_Excerpt to read_
::::::::::
Food Memories: on blue crabs and Sunday lunches

I went to the wet market early this morning. It’s a stone’s throw away from our apartment. I always tell myself I should shop there more often. It’s just I feel anxious with the whole process of buying individual items, weighing them down by the grams, and, more often than not, not having any idea how the vendor came up with the correct price exactly. I’m not the sharpest at weighing scales.

Anyway, today, I braved the wet market and checked for fresh seafood. Lo and behold I found these blue crabs, the bulk of them waving at me. They cost about 300 per kilo, which is not bad at all. Since Jed is not at home at the moment, I took the liberty to indulge in my favorite seafood. Not that I needed any more excuse whatsoever.

I immediately bought the main ingredient for its broth: freshly grated, freshly squeezed coconut milk. I also bought half a yellow squash and a bundle of lemongrass. With some garlic, onions, and ginger back home, I was all set.

It took me awhile to finally learn how to cook this dish. I always ask my late father to cook it for me whenever I’m home in Bislig. The two of us have a date to the wet market and buy fresh seafood. He cooks it for me and I clean up the dishes after. Sometimes we also share a head of durian between the two of us if it’s in season. These indulgences, these memories of shared food make me smile thinking of papa.
::::::::::
[Stored data]
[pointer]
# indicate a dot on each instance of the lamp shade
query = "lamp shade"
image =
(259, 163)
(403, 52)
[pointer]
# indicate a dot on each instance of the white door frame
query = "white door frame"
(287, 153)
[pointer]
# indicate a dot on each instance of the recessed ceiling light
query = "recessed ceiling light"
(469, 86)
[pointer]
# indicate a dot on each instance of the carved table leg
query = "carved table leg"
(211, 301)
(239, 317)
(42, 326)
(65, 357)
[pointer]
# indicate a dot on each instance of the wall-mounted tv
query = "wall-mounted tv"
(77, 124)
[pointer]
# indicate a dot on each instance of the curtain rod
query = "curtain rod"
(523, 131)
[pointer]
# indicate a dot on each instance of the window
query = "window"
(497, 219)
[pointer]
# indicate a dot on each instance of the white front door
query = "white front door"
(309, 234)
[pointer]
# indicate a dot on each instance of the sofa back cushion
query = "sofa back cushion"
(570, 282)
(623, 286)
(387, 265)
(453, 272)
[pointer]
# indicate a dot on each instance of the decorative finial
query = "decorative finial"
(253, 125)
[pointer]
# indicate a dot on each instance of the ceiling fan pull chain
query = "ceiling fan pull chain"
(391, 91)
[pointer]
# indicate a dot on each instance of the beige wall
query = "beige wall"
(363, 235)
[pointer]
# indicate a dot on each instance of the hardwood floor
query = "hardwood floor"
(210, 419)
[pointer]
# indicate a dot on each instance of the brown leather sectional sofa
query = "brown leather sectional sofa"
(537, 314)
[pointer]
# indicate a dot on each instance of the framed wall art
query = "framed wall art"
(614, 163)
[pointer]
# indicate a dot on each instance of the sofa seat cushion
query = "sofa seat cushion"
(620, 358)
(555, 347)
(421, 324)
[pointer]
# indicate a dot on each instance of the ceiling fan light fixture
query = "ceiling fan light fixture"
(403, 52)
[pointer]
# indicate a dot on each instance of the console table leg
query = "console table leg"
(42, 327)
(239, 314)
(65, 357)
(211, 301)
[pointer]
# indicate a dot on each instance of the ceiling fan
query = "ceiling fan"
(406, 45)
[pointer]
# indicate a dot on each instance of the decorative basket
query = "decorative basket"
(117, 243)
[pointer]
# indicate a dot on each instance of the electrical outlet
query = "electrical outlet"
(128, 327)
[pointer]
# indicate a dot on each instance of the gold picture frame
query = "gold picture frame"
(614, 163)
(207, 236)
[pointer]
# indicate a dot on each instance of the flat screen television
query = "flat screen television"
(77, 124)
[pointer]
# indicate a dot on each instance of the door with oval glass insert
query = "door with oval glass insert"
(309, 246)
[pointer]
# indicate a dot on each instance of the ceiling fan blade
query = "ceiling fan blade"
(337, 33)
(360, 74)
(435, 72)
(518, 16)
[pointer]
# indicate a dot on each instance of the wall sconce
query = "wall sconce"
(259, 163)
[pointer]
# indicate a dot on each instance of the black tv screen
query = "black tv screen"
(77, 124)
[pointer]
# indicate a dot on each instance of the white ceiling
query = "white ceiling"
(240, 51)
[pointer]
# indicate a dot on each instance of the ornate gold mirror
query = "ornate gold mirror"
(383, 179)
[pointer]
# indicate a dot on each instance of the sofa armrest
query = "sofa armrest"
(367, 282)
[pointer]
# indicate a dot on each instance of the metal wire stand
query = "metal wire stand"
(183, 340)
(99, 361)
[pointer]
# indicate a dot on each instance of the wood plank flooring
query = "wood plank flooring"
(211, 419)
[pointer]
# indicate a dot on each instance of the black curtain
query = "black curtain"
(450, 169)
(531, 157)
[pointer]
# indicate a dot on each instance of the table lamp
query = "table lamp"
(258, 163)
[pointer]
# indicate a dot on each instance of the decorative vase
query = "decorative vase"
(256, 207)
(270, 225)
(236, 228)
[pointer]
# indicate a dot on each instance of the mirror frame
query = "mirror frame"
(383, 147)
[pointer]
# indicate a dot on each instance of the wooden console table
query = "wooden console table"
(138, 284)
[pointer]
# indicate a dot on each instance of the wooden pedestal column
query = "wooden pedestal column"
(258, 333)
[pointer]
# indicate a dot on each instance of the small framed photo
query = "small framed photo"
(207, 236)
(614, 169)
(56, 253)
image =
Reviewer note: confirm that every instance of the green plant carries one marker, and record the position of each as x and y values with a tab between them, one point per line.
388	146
::::::::::
_To do_
Copy the text on blue crabs and Sunday lunches from "I went to the" to "more excuse whatsoever.", and switch every "wet market" to "fish market".

_Output of the exercise_
I went to the fish market early this morning. It’s a stone’s throw away from our apartment. I always tell myself I should shop there more often. It’s just I feel anxious with the whole process of buying individual items, weighing them down by the grams, and, more often than not, not having any idea how the vendor came up with the correct price exactly. I’m not the sharpest at weighing scales.

Anyway, today, I braved the fish market and checked for fresh seafood. Lo and behold I found these blue crabs, the bulk of them waving at me. They cost about 300 per kilo, which is not bad at all. Since Jed is not at home at the moment, I took the liberty to indulge in my favorite seafood. Not that I needed any more excuse whatsoever.